● Exercise instructions
Rewrite all of the material below, replacing "Trace the outline" with "Draw the boundary" wherever it appears and keeping everything else identical.

● Task material
______________________________

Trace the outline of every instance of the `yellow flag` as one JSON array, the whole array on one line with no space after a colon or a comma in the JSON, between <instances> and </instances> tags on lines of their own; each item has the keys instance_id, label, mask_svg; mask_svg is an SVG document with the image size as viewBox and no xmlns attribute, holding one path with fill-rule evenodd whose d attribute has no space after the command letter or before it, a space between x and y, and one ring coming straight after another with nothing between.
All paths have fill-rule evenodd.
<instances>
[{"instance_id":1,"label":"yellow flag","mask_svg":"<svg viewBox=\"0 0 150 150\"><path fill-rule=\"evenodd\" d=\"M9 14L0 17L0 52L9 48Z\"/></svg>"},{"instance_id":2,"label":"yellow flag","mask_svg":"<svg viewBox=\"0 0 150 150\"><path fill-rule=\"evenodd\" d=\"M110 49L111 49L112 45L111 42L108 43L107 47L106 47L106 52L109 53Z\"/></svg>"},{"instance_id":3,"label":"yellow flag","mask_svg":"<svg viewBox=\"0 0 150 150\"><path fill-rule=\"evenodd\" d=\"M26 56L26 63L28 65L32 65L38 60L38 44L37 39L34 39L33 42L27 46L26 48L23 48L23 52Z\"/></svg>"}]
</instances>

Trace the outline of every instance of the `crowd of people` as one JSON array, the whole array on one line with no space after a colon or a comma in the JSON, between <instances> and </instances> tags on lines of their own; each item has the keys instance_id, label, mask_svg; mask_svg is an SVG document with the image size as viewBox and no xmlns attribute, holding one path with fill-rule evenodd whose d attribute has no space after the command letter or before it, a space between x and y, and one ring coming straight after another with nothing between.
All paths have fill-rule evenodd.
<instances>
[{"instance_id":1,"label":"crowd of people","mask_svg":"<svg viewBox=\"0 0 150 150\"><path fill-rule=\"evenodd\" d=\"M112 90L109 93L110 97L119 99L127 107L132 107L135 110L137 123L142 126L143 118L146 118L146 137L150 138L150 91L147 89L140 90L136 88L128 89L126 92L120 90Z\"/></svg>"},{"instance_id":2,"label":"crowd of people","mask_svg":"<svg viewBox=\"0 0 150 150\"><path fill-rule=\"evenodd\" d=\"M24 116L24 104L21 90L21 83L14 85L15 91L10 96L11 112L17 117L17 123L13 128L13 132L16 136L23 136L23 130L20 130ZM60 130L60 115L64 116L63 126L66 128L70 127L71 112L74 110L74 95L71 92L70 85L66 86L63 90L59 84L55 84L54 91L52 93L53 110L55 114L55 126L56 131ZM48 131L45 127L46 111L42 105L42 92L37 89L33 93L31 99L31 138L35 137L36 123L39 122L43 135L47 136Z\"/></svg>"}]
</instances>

______________________________

● Task answer
Draw the boundary of every instance of the `yellow flag` as one JSON array, the whole array on one line with no space after a colon or a comma in the JSON, between <instances> and </instances> tags on lines of their own; each item has the keys instance_id, label, mask_svg; mask_svg is an SVG document with the image size as viewBox and no xmlns attribute, holding one path with fill-rule evenodd whose d attribute has no space after the command letter or before it, a space between x and y, and one ring coming straight after another with nothing between.
All paths have fill-rule evenodd.
<instances>
[{"instance_id":1,"label":"yellow flag","mask_svg":"<svg viewBox=\"0 0 150 150\"><path fill-rule=\"evenodd\" d=\"M9 14L0 17L0 52L9 48Z\"/></svg>"},{"instance_id":2,"label":"yellow flag","mask_svg":"<svg viewBox=\"0 0 150 150\"><path fill-rule=\"evenodd\" d=\"M110 49L111 49L112 45L111 42L108 43L107 47L106 47L106 52L109 53Z\"/></svg>"},{"instance_id":3,"label":"yellow flag","mask_svg":"<svg viewBox=\"0 0 150 150\"><path fill-rule=\"evenodd\" d=\"M26 56L26 63L28 65L32 65L38 60L38 44L37 39L34 39L33 42L27 46L26 48L23 48L23 52Z\"/></svg>"}]
</instances>

Draw the boundary of every instance of the `crowd of people` as one JSON array, the whole array on one line with no space after a colon or a comma in the JSON, between <instances> and </instances> tags on lines of their own; each item has the keys instance_id, label, mask_svg; mask_svg is an SVG document with the image size as viewBox and no xmlns attribute, holding one path with fill-rule evenodd whose d attribute has no space after the command letter or before it, a space between x and y, and one ring coming straight after another with nothing between.
All paths have fill-rule evenodd.
<instances>
[{"instance_id":1,"label":"crowd of people","mask_svg":"<svg viewBox=\"0 0 150 150\"><path fill-rule=\"evenodd\" d=\"M112 90L109 93L110 97L119 99L127 107L132 107L135 110L137 123L142 126L143 118L146 118L146 137L150 138L150 91L147 89L140 90L136 88L128 89L126 92L120 90Z\"/></svg>"},{"instance_id":2,"label":"crowd of people","mask_svg":"<svg viewBox=\"0 0 150 150\"><path fill-rule=\"evenodd\" d=\"M24 116L24 104L21 90L21 83L14 85L15 91L10 96L11 112L17 117L17 123L13 128L13 132L16 136L23 136L23 130L20 130ZM60 130L60 115L64 116L63 126L66 128L70 127L71 112L74 110L74 95L71 92L70 85L66 86L63 90L59 84L55 84L54 91L52 93L53 110L55 114L55 126L56 131ZM48 131L45 127L46 111L42 105L42 92L37 89L33 93L31 99L31 138L35 137L36 123L39 122L43 135L47 136Z\"/></svg>"}]
</instances>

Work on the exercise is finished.